[Opening Excerpt to read section]

I, too have dogs that NEED exercise. We walk no matter the weather (so long as it's safe, of course). I am currently building up Stella's endurance to longer running b/c that is what my labs prefer to do. She loves it, but since she's take ~6 steps for their one, she gets tired faster. So we have slowed down and walk more during our outings. I have been looking at backpacks so we can continue on when Stella wears out, but not force her to push too hard. This hasn't happened yet, but we usually just head home when she starts to have trouble keeping up. 
She (and my choc lab, Maggie) definitely need the running, though! She has a lot of JRT in her, and her energy can go through the roof! I fear for my home and the lives of my kitties on the days we can't go outside (slight exaggeration... the kitties are fine, please do not panic).


----------



## NewChiDad (Oct 31, 2012)

I walk Butterbean probably five or six times a day. At least one of those is usually quite long. The others vary. Butterbean won't do just potty breaks, though. She won't even go in our yard any longer. A trip around the block is the minimum for her to do any "business."


----------



## Rubyannie (Jan 24, 2013)

I don't have my chi pup yet as she was only born 2 days ago, but when she is old enough she will be started off on the 5 mins rule. When she is an adult she will get the same as my lhasa and shiddie. Two 40 min walks a day minimum. I have a good sized fenced in garden for off lead excercise. She will never be carried around in a bag. She will be allowed to be, what she is.....A dog, and enjoy everything a dog should.


----------



## fizzy n kirbys mum (Jan 17, 2005)

Rach_Hudson said:


> Oh i think she would wee herself with excitement if we met your lot on a walk hehe!
> 
> I bet it helps having so many dogs though right - they must play lots and burn off some energy? x


Oh yes they play loads and burn of energy BUT the more they run & play the fitter they get and have more and more energy  I LOVE it


----------



## Moonfall (Nov 16, 2012)

[Closing Excerpt to read section]
[Opening Listed entries section]

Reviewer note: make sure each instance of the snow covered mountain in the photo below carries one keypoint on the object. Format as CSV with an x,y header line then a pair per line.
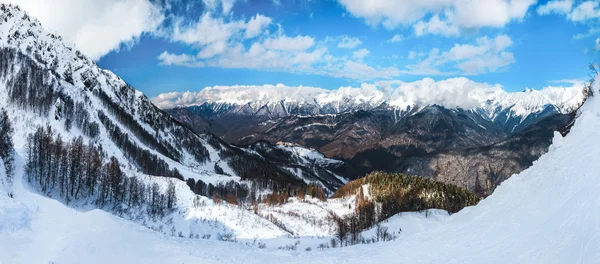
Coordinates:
x,y
408,130
45,82
279,100
543,215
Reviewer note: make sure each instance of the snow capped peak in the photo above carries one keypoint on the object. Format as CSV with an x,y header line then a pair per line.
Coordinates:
x,y
450,93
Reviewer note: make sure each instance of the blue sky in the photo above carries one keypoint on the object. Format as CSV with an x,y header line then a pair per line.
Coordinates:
x,y
177,45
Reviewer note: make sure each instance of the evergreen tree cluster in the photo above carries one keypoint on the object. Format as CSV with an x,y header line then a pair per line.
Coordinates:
x,y
391,194
28,87
6,144
145,160
126,119
263,174
76,113
74,171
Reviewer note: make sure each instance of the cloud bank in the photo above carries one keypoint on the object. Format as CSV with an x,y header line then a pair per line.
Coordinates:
x,y
95,27
452,93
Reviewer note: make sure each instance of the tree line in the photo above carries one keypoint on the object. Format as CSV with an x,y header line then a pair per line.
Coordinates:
x,y
6,144
74,171
390,194
148,162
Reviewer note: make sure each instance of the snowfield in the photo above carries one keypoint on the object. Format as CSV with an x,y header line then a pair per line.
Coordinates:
x,y
546,214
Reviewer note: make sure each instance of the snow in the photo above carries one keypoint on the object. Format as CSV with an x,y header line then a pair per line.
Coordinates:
x,y
450,93
546,214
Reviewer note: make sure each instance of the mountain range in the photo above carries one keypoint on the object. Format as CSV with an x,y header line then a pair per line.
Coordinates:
x,y
475,138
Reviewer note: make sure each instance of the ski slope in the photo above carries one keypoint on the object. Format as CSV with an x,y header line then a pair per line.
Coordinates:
x,y
546,214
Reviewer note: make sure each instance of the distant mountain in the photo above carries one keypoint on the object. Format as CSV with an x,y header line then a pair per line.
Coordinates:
x,y
48,83
372,131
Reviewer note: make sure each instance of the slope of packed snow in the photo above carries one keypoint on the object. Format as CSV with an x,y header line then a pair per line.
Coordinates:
x,y
546,214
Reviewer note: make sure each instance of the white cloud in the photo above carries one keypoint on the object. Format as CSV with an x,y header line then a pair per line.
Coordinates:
x,y
436,26
361,53
257,25
458,14
396,38
213,5
555,7
349,42
486,55
289,43
584,11
451,93
97,27
167,58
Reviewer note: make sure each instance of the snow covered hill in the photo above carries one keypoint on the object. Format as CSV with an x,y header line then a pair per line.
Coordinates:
x,y
279,100
546,214
47,83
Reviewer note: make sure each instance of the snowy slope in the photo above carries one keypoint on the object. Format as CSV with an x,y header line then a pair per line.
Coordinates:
x,y
27,50
546,214
280,100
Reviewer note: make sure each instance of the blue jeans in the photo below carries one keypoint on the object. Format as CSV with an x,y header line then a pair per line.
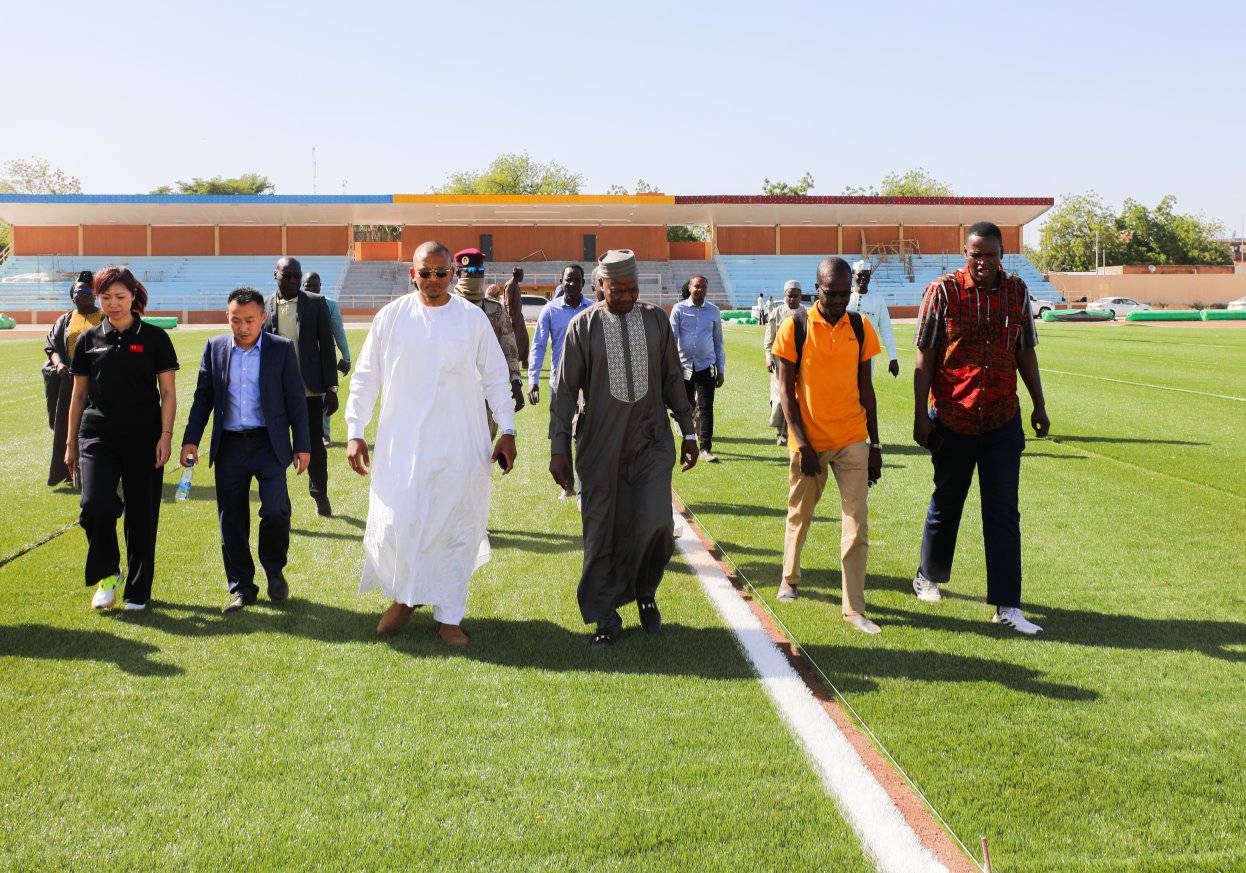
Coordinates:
x,y
997,457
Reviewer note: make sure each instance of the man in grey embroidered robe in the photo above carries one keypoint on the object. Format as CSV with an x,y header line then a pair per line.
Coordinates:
x,y
622,355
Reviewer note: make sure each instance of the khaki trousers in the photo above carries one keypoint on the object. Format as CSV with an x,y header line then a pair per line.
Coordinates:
x,y
850,466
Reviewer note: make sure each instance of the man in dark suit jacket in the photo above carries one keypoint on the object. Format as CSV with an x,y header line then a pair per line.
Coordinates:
x,y
249,384
305,319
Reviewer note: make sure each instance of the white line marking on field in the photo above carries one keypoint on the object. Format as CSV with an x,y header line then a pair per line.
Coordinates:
x,y
1145,385
885,835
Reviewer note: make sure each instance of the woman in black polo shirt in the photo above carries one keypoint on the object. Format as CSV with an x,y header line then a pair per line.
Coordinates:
x,y
121,422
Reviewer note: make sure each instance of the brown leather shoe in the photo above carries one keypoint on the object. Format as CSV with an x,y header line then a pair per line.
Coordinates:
x,y
394,618
451,634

[Closing Listed entries section]

• Task statement
Carry on the dog-exercise thread, starting right after its last line. The items come from a different source than the dog-exercise thread.

• Response to this exercise
One a day until my most recent hospital stay...now walking has become painful but I am still walking on my good days. We go to the park and he runs off lead and he has a ton of fun. He also hates the snow so last time I had him out he ended up refusing to move.. very embarrassing.

I always play with him indoors though, throwing toys and playing tug even on painful days.


----------



## ~LS~ (Oct 29, 2011)

MMS said:


> +1
> 
> I, too have dogs that NEED exercise. We walk no matter the weather (so long as it's safe, of course). I am currently building up Stella's endurance to longer running b/c that is what my labs prefer to do. She loves it, but since she's take ~6 steps for their one, she gets tired faster. So we have slowed down and walk more during our outings. I have been looking at backpacks so we can continue on when Stella wears out, but not force her to push too hard. This hasn't happened yet, but we usually just head home when she starts to have trouble keeping up.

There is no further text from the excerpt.